# Your objective
Every line of the entries below from the one containing "Target: white cloud" to the one containing "Target: poplar tree", both ends included, must be written out exactly. No other line belongs in the answer.

BEGIN Data section

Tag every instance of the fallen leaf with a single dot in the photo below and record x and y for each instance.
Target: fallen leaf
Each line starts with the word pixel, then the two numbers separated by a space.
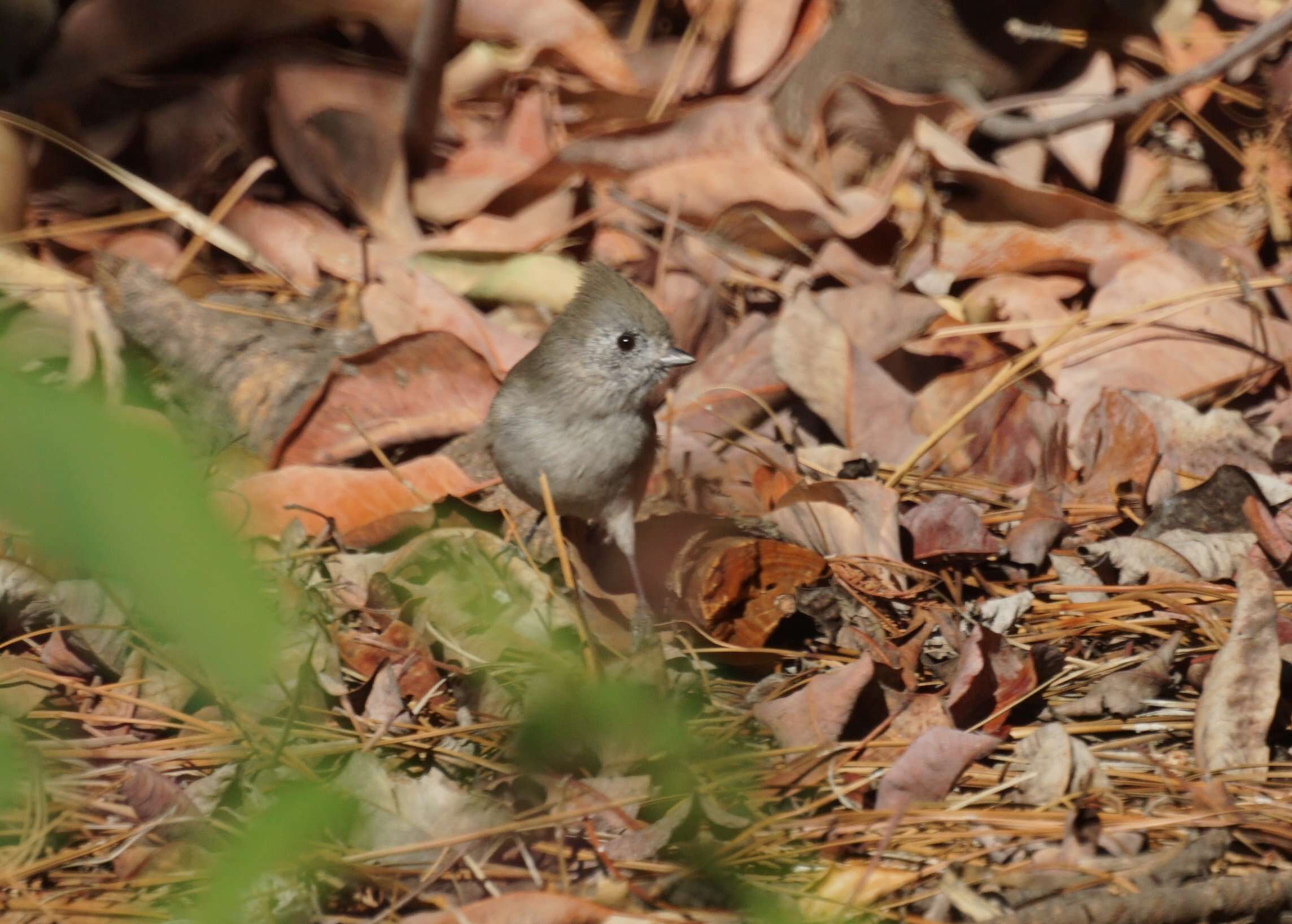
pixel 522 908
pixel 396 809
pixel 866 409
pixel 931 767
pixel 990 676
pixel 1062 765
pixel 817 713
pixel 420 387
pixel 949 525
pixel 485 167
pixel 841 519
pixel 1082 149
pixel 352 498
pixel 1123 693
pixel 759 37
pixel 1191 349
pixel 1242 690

END Data section
BEGIN Data section

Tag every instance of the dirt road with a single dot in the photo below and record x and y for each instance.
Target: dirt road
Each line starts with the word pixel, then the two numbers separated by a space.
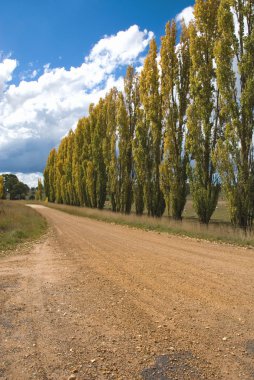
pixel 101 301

END Data section
BEGIN Data section

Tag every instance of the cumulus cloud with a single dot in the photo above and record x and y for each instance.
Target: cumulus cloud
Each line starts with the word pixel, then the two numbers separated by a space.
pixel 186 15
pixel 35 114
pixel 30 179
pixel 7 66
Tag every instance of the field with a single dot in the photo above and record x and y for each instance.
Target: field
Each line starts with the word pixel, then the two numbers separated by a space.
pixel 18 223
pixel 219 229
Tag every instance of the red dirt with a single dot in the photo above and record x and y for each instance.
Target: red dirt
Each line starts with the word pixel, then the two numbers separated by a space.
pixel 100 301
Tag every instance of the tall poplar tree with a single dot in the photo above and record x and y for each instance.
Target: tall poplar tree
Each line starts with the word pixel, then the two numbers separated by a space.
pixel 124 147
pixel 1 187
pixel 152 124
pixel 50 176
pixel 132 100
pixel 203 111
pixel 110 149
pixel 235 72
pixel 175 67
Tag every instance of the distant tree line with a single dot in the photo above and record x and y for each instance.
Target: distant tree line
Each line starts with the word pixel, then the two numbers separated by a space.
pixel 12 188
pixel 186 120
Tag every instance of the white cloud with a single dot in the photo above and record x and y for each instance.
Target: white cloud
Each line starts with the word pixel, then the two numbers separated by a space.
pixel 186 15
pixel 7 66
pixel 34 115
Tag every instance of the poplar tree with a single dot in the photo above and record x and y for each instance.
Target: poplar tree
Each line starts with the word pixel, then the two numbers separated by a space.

END Data section

# Finished task
Target: white cloud
Each line starts with the word pixel, then the two numbers separated by a space.
pixel 186 15
pixel 7 66
pixel 34 115
Tag every instance of the poplar tree with a single dot in the photo above and record x and y for each instance.
Target: poplar tree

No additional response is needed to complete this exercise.